Seeing as I spend as much time thinking about pig food, trying to grow pig food, and bitching about feeding pigs as I do, it's probably about time to let some of it out. So here then, a progress report on the completely pointless Sisyphus-had-it-good task of trying to satisfy the stomachs of three piggies twice a day.

About two years ago, I did a fundraiser to help get them through the winter. This is what the facts were then - when I still thought that they would eat hay... more about that later ...

These are the facts today

There are still three (3) pigs.

Brunni is still a bit bigger than Marilyn (it seems the spelling of her name has changed over time) and Fat Tony is now quite fat.

I don't know what they weigh now, but it's definitely not under 150 kilos each.

They don't like hay.

I was planning on buying them food for 180 days a year, and growing for the other half. Thing is, that other half was going to be about half hay. They like very freshly cut green grass, of the sort that has not been available this year (on account of it having rained exactly three times since the start of the year). But they do not like hay. They are proud and noble pigs and it is beneath them. Or something. Maybe it's just not that nice.

This is unfortunate. Hay is easy to come by, and very very cheap. Also nutritious, and good for piggies. But, sadly, no.

They do, however, like apples.

Two years ago, I had one source of apples. I found an unpicked apple tree in an old chap's garden, rang the bell and asked if I could collect the windfalls.

Now I have three. Three old guys with apple trees who don't like apples. Of course, apples are not an all-year thing, but for something like four to six weeks, and I do have to cycle quite a way there, and even further back (on account of being laden down with apples), but this is fine. I'm still young :)

I also said that I had access to a baker and their stale bread. This access has increased a little, but it still can't be called reliable. But, I'm getting maybe 20 - 30 sacks of bread a year. They (the pigs) really do like bread.

They really like shop-bought pig food.

But shop-bought pig food is bad for them. It's designed to take a little baby pig and turn it into a big fat pig as quickly and cost effectively as possible. I think it makes them aggressive. And fat. Now, there's nothing wrong with a fat pig, but there's quite a lot wrong with a fattened pig. They have all sorts of health issues which for most isn't a problem, because they are going to get their throats slit before they die of heart attacks, but I don't think anyone here thinks that there is much "good" about that line of thought. So I don't give them much pig food.

The majority of what they eat is shop-bought horse food.

They way I figure it is that if it's good enough for horses, it's good enough for pigs. People who have horses want them to be healthy, and to live to an old age. Horse food is good quality stuff. And horses mostly eat in massive quantities, all day, so I think it is (compared to pig food) quite low in calories. Or at least, it's designed to be eaten (by horses) in quantity for health and vitality. Not to get fat and have their throats slit. They like lucerne cobs and oaty museli and things with seeds and grains in them, and I try to get them a pretty good range of stuff, changing it weekly and keeping it interesting.

And finally, growing your own.

━━━━━━━━━━━━━━━━━━━━━━━━━━━━━━

| SHORT TASK A |
Identify every line in the listing below that contains the string "stone", and copy each such line. Matching is case-sensitive.

| GIVEN RECORDS |
━━━━━━━━━━━━━━━━━━━━━━━━━━━━━━

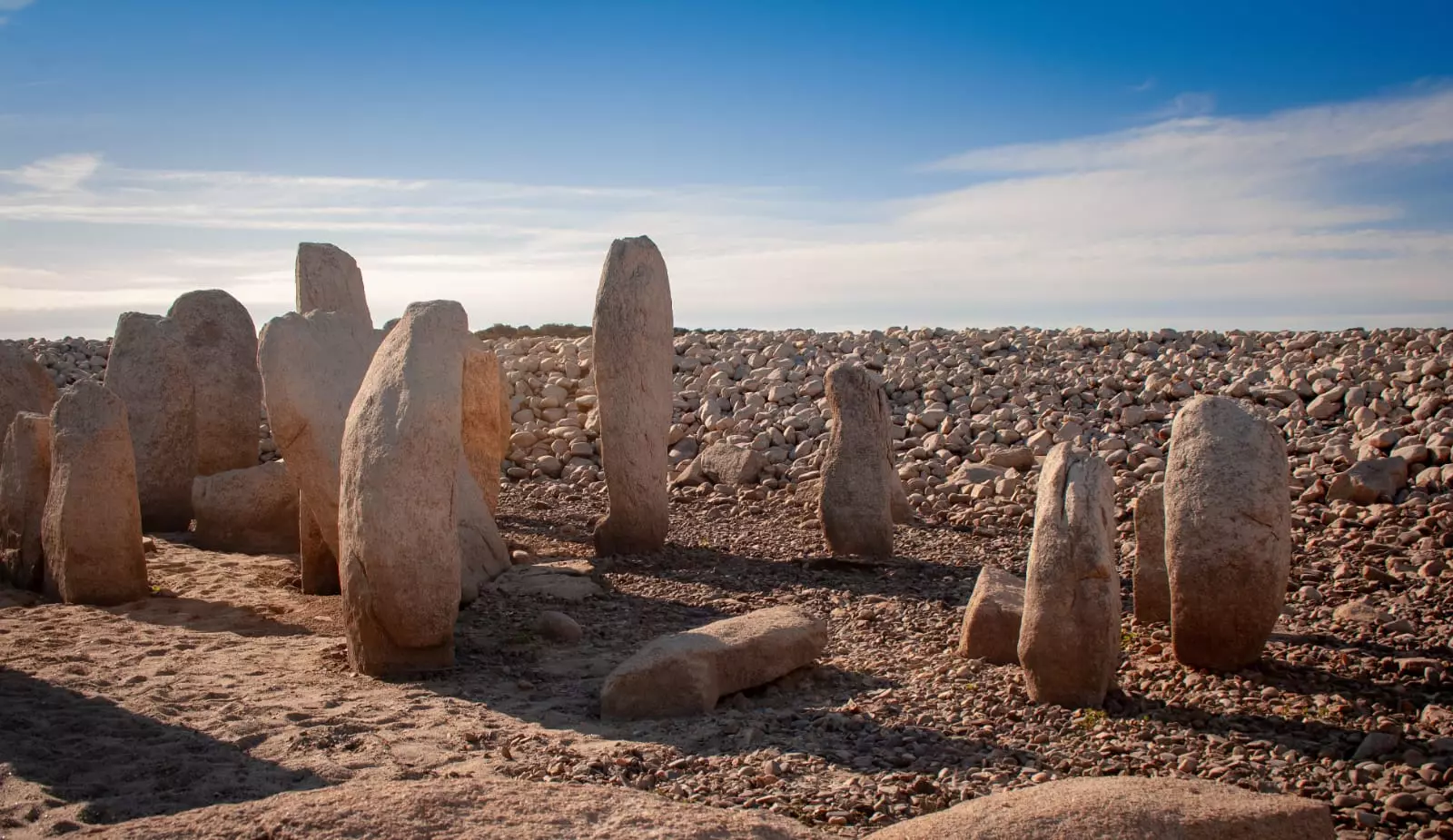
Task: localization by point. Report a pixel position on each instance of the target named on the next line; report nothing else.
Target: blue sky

━━━━━━━━━━━━━━━━━━━━━━━━━━━━━━

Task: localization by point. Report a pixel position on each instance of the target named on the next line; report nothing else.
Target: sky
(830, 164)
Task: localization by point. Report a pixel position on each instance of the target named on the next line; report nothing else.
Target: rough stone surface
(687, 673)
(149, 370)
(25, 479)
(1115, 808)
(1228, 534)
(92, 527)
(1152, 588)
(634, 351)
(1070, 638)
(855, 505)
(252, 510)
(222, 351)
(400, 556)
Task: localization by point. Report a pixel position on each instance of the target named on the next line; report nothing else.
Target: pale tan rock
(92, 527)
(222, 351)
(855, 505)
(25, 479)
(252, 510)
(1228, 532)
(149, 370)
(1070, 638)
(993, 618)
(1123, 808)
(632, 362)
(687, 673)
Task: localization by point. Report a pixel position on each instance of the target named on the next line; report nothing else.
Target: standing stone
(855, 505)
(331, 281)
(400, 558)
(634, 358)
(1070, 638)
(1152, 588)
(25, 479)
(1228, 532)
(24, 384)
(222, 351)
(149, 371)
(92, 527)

━━━━━━━━━━━━━━━━━━━━━━━━━━━━━━

| SHORT TASK B |
Write the next part of the pig-feeding post above, picking up after its final line.

| REPLY A |
Target: rough stone surface
Target: standing stone

| REPLY B |
Last year, I managed to prepare enough ground to grow some oats, lots of fodder beets, and some extra potatoes. My calculations were based on 60 kilo pigs. By the time they came to eat it, they were over 120. It didn't last long.

This year, we have the vineyard. Frankly, I'm amazed that it is productive at all. I choppy chopped it with Mr Rotovator, and spent weeks pulling out couch grass roots. But, I also managed to sow it. The yields are going to be about 10 - 25% of what is actually possible because the soil is dead, everything went it really late, and it's hardly rained at all.

Summer space

Growing area

Grown here

Wild sourced



Pig garden





Rye straw donated



Pig field - 25% capacity

  • Nettles / grass

  • 100kg beets

  • 25kg oats

  • 100 sunflowers

  • Apples

  • Sweetcorn

Wheat straw bought, rapeseed donated, Some oats


Pig field

Vineyard - 25% capacity

  • Nettles

  • 100 sweetcorn

  • 1000 sunflowers

  • 100kg beets

  • 100kg potatoes



Wheat bartered

and bought


Pig field (probs)


3000 sunflowers

3000 sweetcorn

500kg potatoes

winter rye


1000kg beets

100kg rye

Many many apples


Not too much. It's a lot of work to go and fetch it all on a pushbike, uphill

Rye grown here


But, I have "found" a load of hosepipes for watering (mostly rescued from bins. Don't ask. I am a lucky bugger when it comes to finding things in the wild that I need), a farmer dude brought me a load of stable manure, the couch grass is mostly not coming back, and somehow, things are growing.

Next year, the vineyard will be full. And it will be productive. The target is to grow 5,000 sweetcorns and 5,000 sunflowers. Next year. This year, it looks like this:

This is good. I am slightly impressed with myself for getting this far. Just 6 months ago, this was completely wild. Bringing as much of it into productive use in such a short time is a pretty big thing.

I don't want to say that a year from now, I will be self sufficient in pig food. But, will be planting more apple trees, and they will slowly start to produce actual harvests, the vineyard will be productive, and fertility will be increasing.

I can absolutely say, not this year though. Not even close.

Who knows?

So far, I've spent over 4,000 Euros just on food. I can't carry on with that!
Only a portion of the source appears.